• _Trecho_

§

Uma coisa que aquele período sabático fez foi me convencer que as pesquisas com comportamento humano em todos os campos, não apenas em análise do comportamento, precisam ser mais engajadas com as pessoas e as suas comunidades porque elas constituem sistemas complexos. Quando eu voltei à Nova Zelândia, imediatamente iniciei um projeto que durou 9 anos de pesquisa participante comunitária com uma comunidade Somali. Não fiz mais nenhum experimento de laboratório depois disso. Eu também comecei a pesquisar com colegas Maori e então, quando eu retornei para a Austrália alguns anos mais tarde, um projeto de pesquisa participante comunitária com Indígenas Australianos que durou cinco anos. Isso tudo feito em parceria com grandes colegas, porque não se pode fazer pesquisa comunitária sozinho. E uma vez que você tenha feito esse tipo de pesquisa, não há como voltar atrás. Você aprende muito mais e com muito mais certeza e validação.

Então, finalmente respondendo a sua questão, eu não me vejo com um analista do comportamento, ainda que siga as suas principais ideias e princípios. Não faço pesquisas para provar ou promover a análise do comportamento nem para mostrar que ela é superior e deveria sobrepujar ou resgatar as outras disciplinas. Eu apenas uso muitas das suas ideias sobre metodologias e formas de pensar sobre as pessoas.  Não é um grupo social que eu quero promover sobre outros ainda que a maioria dos analistas do comportamento que eu conheça sejam bons amigos. Entretanto, eles não são bons amigos porque eles pertencem ao clã da análise do comportamento ou são “um dos nossos”. Isso não é diferente da antropologia social para mim. Uso muito da suas metodologias e as suas ideias sobre relações sociais e culturais, mas eu não desejo ‘ser’ um antropólogo social e promover esse área sobre outras áreas.

 

2 – Como é o cenário da Análise do Comportamento na Austrália e na Nova Zelândia?

Um dos meus problemas inicias quando eu me tornei obcecado pela análise do comportamento foi que não havia nenhum analista do comportamento na Austrália, exceto por alguns analistas do comportamento que trabalhavam com autismo ou alguns modificadores de comportamento que talvez tivessem lido algo do Skinner. Contudo, um pouco antes de me mudar para a Nova Zelândia, Vicki Lee chegou na Austrália (ironicamente vindo da Nova Zelândia) e nós tivemos um bom contato e chegamos a organizar um simpósio de um dia na conferencia da Sociedade Australiana de Psicologia. Aprendi um monte com a forma dela pensar e recomendo para todos que leiam os livros e artigos dela.

Na Nova Zelândia a situação era o oposto, e todas as Universidades (eles tem apenas cinco) tem um laboratório que pesquisa comportamento operante com várias pesquisas sendo publicadas no JEAB. Quando eu retornei para a Austrália as coisas estavam ainda piores e não havia programas de análise do comportamento aqui. A maioria das pessoas próximas à análise do comportamento trabalham com autismo ou educação, ainda que isso aconteça também nos Estados Unidos e no Brasil.

§

• _Material de estudo_
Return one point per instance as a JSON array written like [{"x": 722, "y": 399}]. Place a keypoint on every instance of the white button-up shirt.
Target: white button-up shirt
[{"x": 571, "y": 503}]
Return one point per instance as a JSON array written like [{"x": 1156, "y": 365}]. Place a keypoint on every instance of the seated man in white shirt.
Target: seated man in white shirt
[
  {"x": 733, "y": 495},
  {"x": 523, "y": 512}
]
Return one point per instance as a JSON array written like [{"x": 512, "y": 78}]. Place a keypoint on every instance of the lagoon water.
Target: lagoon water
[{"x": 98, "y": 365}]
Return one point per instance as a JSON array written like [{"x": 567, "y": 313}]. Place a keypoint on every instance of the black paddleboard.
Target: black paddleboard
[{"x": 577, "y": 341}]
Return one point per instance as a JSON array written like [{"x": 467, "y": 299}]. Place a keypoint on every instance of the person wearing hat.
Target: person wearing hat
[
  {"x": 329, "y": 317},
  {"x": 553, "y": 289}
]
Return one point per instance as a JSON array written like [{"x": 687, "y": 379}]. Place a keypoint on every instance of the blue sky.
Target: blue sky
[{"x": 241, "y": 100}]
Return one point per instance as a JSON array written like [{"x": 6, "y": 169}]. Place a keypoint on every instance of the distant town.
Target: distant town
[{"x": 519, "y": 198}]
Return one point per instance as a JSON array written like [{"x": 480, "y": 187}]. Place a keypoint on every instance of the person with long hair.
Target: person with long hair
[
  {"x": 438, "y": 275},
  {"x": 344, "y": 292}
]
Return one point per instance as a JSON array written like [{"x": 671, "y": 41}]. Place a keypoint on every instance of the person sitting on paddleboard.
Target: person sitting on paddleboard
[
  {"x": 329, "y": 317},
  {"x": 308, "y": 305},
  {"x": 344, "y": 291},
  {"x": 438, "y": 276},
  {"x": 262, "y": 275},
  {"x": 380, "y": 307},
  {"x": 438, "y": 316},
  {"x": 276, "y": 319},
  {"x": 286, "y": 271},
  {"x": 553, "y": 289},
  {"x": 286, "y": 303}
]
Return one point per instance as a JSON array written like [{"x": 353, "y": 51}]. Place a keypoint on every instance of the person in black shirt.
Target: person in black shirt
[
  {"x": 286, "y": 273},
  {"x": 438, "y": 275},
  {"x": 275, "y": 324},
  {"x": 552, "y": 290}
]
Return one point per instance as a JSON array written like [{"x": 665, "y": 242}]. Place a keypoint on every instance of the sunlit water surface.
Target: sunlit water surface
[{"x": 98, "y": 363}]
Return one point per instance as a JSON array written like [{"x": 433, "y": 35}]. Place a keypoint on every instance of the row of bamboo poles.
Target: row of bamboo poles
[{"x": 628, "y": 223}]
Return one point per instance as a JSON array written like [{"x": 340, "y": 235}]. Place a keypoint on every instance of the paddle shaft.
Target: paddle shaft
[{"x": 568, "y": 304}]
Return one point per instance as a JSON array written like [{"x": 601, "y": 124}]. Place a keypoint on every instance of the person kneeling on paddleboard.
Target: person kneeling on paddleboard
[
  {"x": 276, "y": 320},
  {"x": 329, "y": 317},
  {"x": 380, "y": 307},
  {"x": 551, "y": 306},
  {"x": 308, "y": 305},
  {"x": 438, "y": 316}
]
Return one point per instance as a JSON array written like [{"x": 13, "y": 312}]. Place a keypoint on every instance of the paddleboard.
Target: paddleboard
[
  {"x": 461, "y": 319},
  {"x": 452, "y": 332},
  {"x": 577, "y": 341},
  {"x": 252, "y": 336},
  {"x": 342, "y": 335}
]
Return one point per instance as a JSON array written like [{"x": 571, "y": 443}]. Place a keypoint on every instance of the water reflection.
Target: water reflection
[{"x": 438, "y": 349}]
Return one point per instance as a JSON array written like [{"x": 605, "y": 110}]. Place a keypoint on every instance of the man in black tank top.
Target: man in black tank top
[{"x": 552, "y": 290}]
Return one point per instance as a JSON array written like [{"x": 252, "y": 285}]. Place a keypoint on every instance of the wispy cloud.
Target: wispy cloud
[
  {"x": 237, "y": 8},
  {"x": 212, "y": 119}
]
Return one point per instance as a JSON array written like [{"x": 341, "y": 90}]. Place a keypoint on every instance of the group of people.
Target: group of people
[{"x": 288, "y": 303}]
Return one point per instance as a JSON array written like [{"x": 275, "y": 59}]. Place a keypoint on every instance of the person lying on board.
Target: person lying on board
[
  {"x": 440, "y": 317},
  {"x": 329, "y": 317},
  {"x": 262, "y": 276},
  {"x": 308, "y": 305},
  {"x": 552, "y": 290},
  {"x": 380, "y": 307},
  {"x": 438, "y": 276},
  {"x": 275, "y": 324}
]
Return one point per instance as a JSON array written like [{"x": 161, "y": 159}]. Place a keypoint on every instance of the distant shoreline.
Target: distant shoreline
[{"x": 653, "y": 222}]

§

• _Tarefas do exercício_
1 - Resuma em duas frases o trecho sobre a pesquisa com comportamento humano e a análise do comportamento na Austrália e na Nova Zelândia.
2 - Por favor, dê continuidade ao trecho sobre a análise do comportamento na Austrália e na Nova Zelândia, começando logo depois da última frase apresentada.

• _Respostas_
1 - Depois de um período sabático, o entrevistado deixou os experimentos de laboratório e passou a fazer pesquisa participante comunitária, com uma comunidade Somali na Nova Zelândia e com Indígenas Australianos, e afirma não se ver como analista do comportamento, embora use muitas das ideias e metodologias da área. Ele relata que na Austrália quase não havia analistas do comportamento nem programas na área, ao contrário da Nova Zelândia, onde todas as cinco universidades têm um laboratório que pesquisa comportamento operante.

2 -
3 – Como é o seu trabalho baseado em metodologias comunitárias?

Há um grande número de linhas nas pesquisas comunitárias que vem da psicologia, antropologia social, sócio-linguística e de outras áreas. Os pontos principais  são o envolvimento com as pessoas e participar ao longo do tempo. Você não entrevista as pessoas, mas conversa com elas repetidamente e informalmente. A principal vantagem que faz com que você permaneça fazendo esse tipo de pesquisa e não queira mais voltar ao laboratório é que ao longo do tempo você checa e valida quaisquer dos seus achados discutindo suas pesquisas com as pessoas da comunidade e eles logo lhe contam se você está ou não está entendendo ou ainda se o seu entendimento é muito simplista.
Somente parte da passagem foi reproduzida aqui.